# [TASK TO COMPLETE]
Please pull out every line in the records below that contains the word "Target", and copy each such line in full.

** START OF DATA PROVIDED **

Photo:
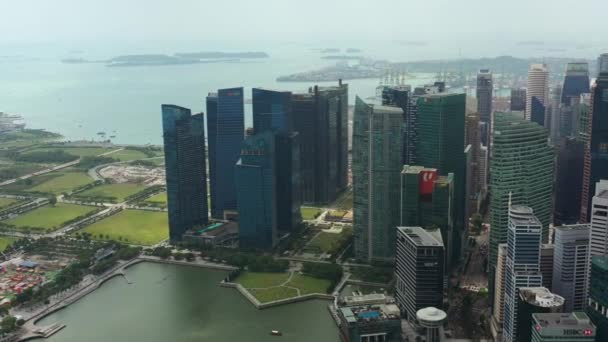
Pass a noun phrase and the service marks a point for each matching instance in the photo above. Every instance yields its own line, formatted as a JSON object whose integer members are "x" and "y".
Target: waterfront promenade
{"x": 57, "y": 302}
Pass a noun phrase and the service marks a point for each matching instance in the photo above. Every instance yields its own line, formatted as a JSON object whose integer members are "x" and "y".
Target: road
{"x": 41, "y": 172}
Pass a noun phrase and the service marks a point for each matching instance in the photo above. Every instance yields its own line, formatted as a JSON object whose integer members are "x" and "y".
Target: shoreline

** END OF DATA PROVIDED **
** START OF DATA PROVIDED **

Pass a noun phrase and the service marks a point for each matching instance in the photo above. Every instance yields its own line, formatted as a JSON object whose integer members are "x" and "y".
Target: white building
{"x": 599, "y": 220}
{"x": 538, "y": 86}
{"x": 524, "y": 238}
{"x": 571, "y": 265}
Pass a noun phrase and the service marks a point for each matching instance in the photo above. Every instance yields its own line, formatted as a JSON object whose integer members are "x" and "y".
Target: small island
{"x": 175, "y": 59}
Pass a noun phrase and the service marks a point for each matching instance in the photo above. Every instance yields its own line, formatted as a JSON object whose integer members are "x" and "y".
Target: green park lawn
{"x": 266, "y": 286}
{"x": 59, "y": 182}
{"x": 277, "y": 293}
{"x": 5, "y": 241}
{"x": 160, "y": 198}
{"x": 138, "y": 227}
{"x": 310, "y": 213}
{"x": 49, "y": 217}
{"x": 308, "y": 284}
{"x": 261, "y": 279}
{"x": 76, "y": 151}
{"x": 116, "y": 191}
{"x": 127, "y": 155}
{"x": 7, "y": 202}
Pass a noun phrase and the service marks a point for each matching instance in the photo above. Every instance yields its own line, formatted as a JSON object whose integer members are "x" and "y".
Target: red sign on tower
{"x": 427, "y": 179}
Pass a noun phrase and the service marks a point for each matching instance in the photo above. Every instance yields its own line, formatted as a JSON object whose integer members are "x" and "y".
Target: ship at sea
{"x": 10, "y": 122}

** END OF DATA PROVIDED **
** START OF DATA PROVIDED **

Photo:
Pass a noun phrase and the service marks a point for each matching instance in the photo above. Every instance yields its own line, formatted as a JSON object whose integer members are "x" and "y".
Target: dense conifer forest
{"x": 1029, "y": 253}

** END OF DATA PROVIDED **

# [REPLY]
Target: waterfront promenade
Target: road
Target: shoreline
Target: white building
Target: small island
Target: green park lawn
Target: red sign on tower
Target: ship at sea
Target: dense conifer forest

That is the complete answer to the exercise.